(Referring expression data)
= Beginning of Section =

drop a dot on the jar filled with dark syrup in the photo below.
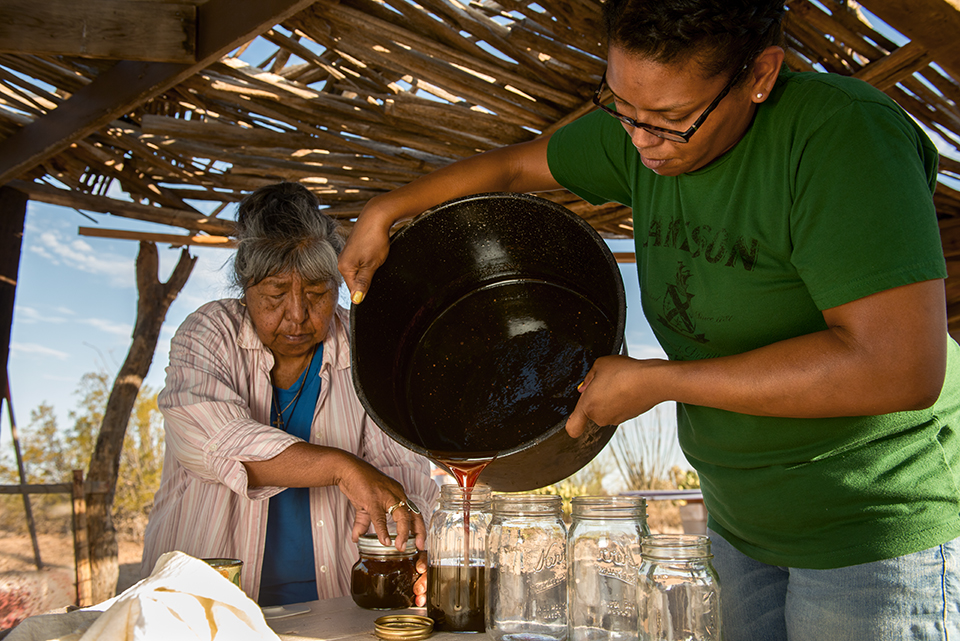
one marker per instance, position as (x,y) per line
(383,576)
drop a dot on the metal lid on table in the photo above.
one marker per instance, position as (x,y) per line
(403,627)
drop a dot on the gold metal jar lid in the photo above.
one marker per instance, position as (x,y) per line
(403,627)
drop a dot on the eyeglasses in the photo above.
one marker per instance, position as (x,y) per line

= End of Section =

*WHAT THE TASK REQUIRES:*
Search the records for lines holding the word "above", then copy each line you find.

*SOLVED EXERCISE:*
drop a dot on the metal lid on table in the photo above.
drop a dot on the gold metal jar lid in the photo above.
drop a dot on the eyeglasses in the photo above.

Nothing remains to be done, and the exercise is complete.